- What to produce
Starting at the line containing "Could you please annotate the boy's eyebrow" and ending with the line containing "Could you please annotate the boy's face", lay out the data below as a numbered list, skipping blank lines.

_ _ _ _ _

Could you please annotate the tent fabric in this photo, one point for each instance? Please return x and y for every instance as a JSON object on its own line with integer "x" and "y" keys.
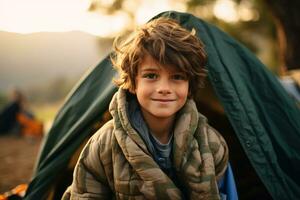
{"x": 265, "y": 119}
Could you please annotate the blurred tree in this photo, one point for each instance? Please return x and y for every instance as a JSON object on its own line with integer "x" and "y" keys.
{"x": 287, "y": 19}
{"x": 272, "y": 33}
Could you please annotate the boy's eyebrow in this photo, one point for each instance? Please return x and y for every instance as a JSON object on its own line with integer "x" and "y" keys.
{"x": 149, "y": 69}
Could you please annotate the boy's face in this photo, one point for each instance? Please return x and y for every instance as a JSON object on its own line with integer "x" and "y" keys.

_ _ _ _ _

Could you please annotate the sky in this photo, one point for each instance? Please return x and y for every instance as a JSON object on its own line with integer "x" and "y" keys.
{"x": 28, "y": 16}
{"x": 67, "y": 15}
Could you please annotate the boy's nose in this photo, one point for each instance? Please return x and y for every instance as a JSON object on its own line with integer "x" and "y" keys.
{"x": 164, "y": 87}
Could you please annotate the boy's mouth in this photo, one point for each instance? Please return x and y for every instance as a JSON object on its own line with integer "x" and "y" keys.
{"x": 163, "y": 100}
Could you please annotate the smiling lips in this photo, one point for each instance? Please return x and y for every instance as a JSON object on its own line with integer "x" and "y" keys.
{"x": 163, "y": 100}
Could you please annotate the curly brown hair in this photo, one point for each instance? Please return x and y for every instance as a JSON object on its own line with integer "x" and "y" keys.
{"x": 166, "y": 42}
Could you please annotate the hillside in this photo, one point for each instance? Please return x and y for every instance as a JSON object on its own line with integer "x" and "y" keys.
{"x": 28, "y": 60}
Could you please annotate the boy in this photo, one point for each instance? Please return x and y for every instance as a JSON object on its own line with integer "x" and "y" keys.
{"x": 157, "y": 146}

_ _ _ _ _

- Full response
1. Could you please annotate the boy's eyebrow in this photo, one point for each instance? Please return x and y for every instance as a JSON object on its own line with integer "x" and "y" keys.
2. {"x": 149, "y": 69}
3. Could you please annotate the boy's face in this photo, one point for each instance? Please return x and y for every instance as a JSON object on its own line with integer "x" and "y" keys.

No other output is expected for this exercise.